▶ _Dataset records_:

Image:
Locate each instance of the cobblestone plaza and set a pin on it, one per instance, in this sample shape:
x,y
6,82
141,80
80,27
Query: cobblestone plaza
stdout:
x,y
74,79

▶ _Task brief_: Retyping the data above exactly and in full is the task.

▶ _Expected answer_:
Image:
Locate each instance of the cobblestone plaza and set a pin on it, one per instance, in this sample shape:
x,y
6,82
141,80
80,27
Query: cobblestone plaza
stdout:
x,y
74,79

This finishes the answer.